> _TEXTE CHOISI_:
Ce constat général assez positif a été terni par des déceptions sur l’inflation dont les derniers chiffres publiés en Europe et aux Etats-Unis se sont avérés moins bons que prévus, avec une baisse moins forte et même une hausse de l’inflation hors alimentation et énergie en Europe. Le processus déflationniste engagé n’en est pas remis en cause mais cela valide la position encore ferme et l’attentisme des grandes Banques centrales. Les marchés ont alors rapidement ajusté leurs attentes. Les prévisions pour les taux directeurs ont été relevées d’environ 0.25%, l’inversion des politiques monétaires a été décalée à 2024 et les taux des emprunts d’Etats ont augmenté sur les marchés (+0.35% en moyenne sur le 10 ans). Cela s’est traduit par des pertes de 2 à 3 % sur les produits obligataires européens et américains. L’année dernière, cette situation aurait provoqué une baisse généralisée des actions comme ce fut le cas au printemps et à l’automne.

Cette fois, les réactions des marchés ont été beaucoup plus modérées, avec des replis de 3 à 6%, et la consolidation a été assez brève. Etonnamment, la plupart des marchés européens a même affiché une hausse sur le mois (de 2 à 4%) contrastant avec la baisse de New-York (-2.5%) ou celle des pays émergents (-4%). Cette résilience surprenante des marchés européens et leur surperformance depuis six mois suscitent de nombreuses interrogations : déconnexion durable ou non ? excès d’optimisme ? Nous ne sommes pas épargnés par ces réflexions.

Le début de ce mouvement s’est appuyé sur l’excès de pessimisme qui régnait en Europe à l’automne, tant au sujet de la situation économique que géopolitique et qui avait poussé la valorisation des actions européennes a un niveau particulièrement bas. Depuis, l’amélioration des perspectives que nous avons mentionnée, a logiquement provoqué un rebond des Bourses, comme dans d’autres pays. Cependant, les actions européennes ont rebondi de près de 19% (et plus pour les plus grandes valeurs) contre +11% pour les actions américaines, une bonne partie de cet écart étant réalisé depuis le début de l’année. Or le relèvement des perspectives a été assez similaire aux Etats-Unis et en Europe, de même que les évolutions des taux d’intérêt, ce qui n’explique pas l’écart de performance.

> _EXTRAIT DE DONNÉES_:
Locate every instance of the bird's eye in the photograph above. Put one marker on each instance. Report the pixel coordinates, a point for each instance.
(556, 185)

...

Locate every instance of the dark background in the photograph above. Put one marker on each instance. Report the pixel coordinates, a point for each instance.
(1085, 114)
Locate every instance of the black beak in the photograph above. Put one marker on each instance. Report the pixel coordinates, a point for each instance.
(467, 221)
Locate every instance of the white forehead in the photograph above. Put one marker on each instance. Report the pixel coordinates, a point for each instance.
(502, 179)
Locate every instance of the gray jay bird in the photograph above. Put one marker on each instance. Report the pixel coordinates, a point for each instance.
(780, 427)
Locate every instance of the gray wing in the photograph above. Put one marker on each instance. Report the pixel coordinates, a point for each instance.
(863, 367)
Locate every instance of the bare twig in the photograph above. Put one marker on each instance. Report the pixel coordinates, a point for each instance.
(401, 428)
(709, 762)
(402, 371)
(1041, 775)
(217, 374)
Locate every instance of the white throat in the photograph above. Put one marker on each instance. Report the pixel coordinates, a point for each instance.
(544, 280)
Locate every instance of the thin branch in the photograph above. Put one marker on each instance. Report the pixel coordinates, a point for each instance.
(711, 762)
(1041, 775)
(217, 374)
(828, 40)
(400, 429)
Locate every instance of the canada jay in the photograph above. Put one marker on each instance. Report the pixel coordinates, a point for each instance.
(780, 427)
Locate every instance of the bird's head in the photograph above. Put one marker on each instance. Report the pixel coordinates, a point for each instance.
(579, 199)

> _CONSIGNE 1_:
Repérez dans les enregistrements chaque ligne qui contient le mot « bird » et recopiez-la.
> _CONSIGNE 2_:
Reprenez le texte sur l'inflation et les marchés financiers à partir de sa dernière phrase, puis poursuivez-le.
Ces enregistrements n'ont aucun lien avec le texte.

> _RÉPONSE 1_:
Locate every instance of the bird's eye in the photograph above. Put one marker on each instance. Report the pixel coordinates, a point for each instance.
Locate every instance of the gray jay bird in the photograph above. Put one marker on each instance. Report the pixel coordinates, a point for each instance.
Locate every instance of the bird's head in the photograph above. Put one marker on each instance. Report the pixel coordinates, a point for each instance.

> _RÉPONSE 2_:
L’analyse détaillée des évolutions boursières montre l’importance des facteurs sectoriels. L’Europe compte davantage de valeurs financières ou industrielles et cycliques dont les cours se sont plus redressés. De plus, les valeurs de consommation discrétionnaires moins nombreuses ont beaucoup plus progressé (Luxe, Automobile) que leurs consœurs américaines lestées par les contreperformances d’Amazon ou de Tesla depuis six mois. Le constat est identique pour les valeurs technologiques. Ces facteurs favorables aux Bourses européennes ne sont sans doute pas épuisés d’autant que les grandes valeurs technologiques américaines conservent une considérable avance accumulée sur plusieurs années qui pourrait encore se réduire.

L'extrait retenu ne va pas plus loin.